#### [Supplied data]
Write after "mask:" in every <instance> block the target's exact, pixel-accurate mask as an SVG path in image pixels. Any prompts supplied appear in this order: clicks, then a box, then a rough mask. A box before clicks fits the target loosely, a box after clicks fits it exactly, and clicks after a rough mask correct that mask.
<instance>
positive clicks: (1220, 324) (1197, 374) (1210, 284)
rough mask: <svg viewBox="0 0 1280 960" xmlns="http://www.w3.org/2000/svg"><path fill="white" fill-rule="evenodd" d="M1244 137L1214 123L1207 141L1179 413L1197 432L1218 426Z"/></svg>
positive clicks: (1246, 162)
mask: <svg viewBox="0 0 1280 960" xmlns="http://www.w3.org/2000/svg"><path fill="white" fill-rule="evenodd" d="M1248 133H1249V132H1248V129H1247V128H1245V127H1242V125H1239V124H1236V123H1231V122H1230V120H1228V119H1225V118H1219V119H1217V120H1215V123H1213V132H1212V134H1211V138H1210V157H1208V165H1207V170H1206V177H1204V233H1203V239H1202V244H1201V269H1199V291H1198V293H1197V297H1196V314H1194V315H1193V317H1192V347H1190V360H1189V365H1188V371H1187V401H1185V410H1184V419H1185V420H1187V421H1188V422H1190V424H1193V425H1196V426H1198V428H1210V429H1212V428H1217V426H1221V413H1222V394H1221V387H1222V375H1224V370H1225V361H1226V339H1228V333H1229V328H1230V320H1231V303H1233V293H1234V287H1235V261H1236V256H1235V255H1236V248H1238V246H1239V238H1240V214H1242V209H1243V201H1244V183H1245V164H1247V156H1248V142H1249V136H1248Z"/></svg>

#### [What you will do]
In the entries above, restate word for word the lines between the one holding "positive clicks: (1220, 324)" and the one holding "rough mask: <svg", inclusive, and nothing besides.

#### [Final answer]
positive clicks: (1220, 324) (1197, 374) (1210, 284)
rough mask: <svg viewBox="0 0 1280 960" xmlns="http://www.w3.org/2000/svg"><path fill="white" fill-rule="evenodd" d="M1244 137L1214 123L1207 141L1179 413L1197 432L1218 426Z"/></svg>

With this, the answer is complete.